### ABOUT THIS EXERCISE
Look through the records and copy each line that has "below" in it.

[Referring expression pointing data]
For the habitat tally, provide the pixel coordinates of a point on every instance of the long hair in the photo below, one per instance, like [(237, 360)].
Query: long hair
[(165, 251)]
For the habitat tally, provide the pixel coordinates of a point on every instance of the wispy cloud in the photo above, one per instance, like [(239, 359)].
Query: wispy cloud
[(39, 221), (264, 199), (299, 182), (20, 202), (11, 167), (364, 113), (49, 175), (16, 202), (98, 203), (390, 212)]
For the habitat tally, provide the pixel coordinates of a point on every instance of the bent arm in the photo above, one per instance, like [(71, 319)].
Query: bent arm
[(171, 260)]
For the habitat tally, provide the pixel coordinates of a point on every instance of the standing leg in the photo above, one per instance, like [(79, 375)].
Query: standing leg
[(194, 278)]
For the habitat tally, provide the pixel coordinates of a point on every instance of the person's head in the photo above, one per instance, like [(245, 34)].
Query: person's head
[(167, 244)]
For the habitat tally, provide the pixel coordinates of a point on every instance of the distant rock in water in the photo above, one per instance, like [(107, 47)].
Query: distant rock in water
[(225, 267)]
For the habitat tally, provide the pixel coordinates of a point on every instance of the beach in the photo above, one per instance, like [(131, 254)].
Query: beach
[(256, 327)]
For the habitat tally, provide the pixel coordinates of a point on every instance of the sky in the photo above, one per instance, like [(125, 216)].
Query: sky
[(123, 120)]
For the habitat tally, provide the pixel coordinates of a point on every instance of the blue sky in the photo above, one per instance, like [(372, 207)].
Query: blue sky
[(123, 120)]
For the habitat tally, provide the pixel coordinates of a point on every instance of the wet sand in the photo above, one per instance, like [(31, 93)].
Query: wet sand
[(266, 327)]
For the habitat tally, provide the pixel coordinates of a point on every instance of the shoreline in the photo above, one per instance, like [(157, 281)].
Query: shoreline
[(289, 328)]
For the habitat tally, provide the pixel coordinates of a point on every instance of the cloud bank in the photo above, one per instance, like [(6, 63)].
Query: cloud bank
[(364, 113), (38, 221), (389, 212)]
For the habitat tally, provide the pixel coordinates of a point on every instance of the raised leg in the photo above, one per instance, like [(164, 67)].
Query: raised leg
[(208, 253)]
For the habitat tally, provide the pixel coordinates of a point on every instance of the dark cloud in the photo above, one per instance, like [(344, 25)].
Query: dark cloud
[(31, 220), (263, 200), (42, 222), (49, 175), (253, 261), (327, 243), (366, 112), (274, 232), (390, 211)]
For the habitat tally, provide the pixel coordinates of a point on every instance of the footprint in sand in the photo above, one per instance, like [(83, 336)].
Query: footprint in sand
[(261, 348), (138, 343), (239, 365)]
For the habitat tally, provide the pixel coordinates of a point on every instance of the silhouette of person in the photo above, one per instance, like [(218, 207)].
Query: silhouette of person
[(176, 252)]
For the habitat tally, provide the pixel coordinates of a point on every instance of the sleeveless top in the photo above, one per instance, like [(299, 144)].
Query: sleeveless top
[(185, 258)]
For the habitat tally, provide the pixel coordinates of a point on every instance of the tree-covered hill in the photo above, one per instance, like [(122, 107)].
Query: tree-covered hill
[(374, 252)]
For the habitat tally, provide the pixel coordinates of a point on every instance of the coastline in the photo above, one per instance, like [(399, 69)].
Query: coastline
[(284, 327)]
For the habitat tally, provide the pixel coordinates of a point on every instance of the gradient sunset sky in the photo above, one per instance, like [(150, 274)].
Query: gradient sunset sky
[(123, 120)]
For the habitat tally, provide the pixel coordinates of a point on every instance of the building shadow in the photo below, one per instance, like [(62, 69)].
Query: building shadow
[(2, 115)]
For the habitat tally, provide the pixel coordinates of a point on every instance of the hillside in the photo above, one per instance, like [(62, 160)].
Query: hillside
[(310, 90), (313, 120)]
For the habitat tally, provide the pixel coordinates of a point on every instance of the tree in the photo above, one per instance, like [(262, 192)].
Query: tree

### SOLVED PROBLEM
For the habitat tally, provide the pixel coordinates of a point on every instance of the long hair in the photo below, one per instance, like [(237, 360)].
For the habitat tally, provide the pixel coordinates of a point on every instance of the building shadow in the photo below, one per instance, like [(62, 69)].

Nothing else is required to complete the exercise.